TEXT FOR ANALYSIS: Begin

For a local shell command that prints one line per second, on_delta should emit
one or more shell-output-delta updates before tool-call-completed, or the SDK
documentation should clarify that shell stdout is not streamed for local Python
SDK agents.

Observed

With cursor-sdk==0.1.5, a command like:

python -c "import time; [print('ack %d' % i, flush=True) or time.sleep(1.0) for i in range(1, 6)]"

produces a tool-call-completed update with:

{
  "stdout": "ack 1\nack 2\nack 3\nack 4\nack 5\n"
}

but no shell-output-delta update is observed during execution.

Operating System

Linux

Version Information

cursor-sdk==0.1.5

Additional Information

Representative Output

A failing run looks like:

{
  "cursor_sdk_version": "0.1.5",
  "saw_shell_output_delta": false,
  "saw_shell_tool_start": true,
  "saw_shell_tool_completed": true,
  "completed_shell_stdout": "ack 1\nack 2\nack 3\nack 4\nack 5\n",
  "delta_types": [
    "thinking-delta",
    "token-delta",
    "tool-call-started",
    "tool-call-completed",
    "text-delta"
  ]
}

The exact thinking/text chunks vary by model. The important signal is that the
completed shell tool result contains the expected stdout, while
saw_shell_output_delta remains false.

Questions

Is ShellOutputDeltaUpdate(type="shell-output-delta") expected to be emitted for
local Python SDK shell tool stdout?

If yes, this appears to be a local SDK streaming bug: stdout is returned only in
the completed tool result, not as live shell-output deltas.

If no, what is the recommended pattern for a streaming UI to render long-running
shell output before the command exits?

Does this stop you from using Cursor

Sometimes - I can sometimes use Cursor

Hi Shurui! First of all, I’ve been seeing the effort you put into identifying and reporting these SDK bugs. You have close to a 100% hit rate with clear diagnostics and repro scripts, and I really appreciate the clarity.

This is a confirmed gap. The ShellOutputDeltaUpdate type exists in both the TypeScript and Python SDK type systems, and the conversion logic is in place, but for model-initiated shell tool calls (the standard path when the LLM runs a shell command), incremental output events are currently filtered out before reaching on_delta. Only the final stdout appears in the tool-call-completed update.

There’s no workaround right now for streaming shell output before the command exits via the on_delta callback. I’ve filed this with our SDK team and we’ll be tracking this thread.

TEXT FOR ANALYSIS: End

▸ PROBLEMS AND TASKS:
a. List every entry in the "delta_types" array of the failing run shown in the SDK bug report.
b. Reproduce the passage of the SDK bug report starting at "There’s no workaround" and ending at "tracking this thread.".
Rely on the SDK bug report alone.

DATA EXTRACTS: Begin

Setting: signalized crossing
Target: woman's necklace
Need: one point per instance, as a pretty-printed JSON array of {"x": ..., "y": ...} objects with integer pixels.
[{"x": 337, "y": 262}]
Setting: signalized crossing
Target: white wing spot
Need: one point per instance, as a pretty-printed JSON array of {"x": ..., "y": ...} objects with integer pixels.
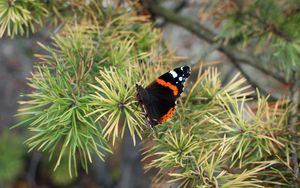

DATA EXTRACTS: End

▸ EXERCISE RESULTS:
a. thinking-delta, token-delta, tool-call-started, tool-call-completed, text-delta

b.
There’s no workaround right now for streaming shell output before the command exits via the on_delta callback. I’ve filed this with our SDK team and we’ll be tracking this thread.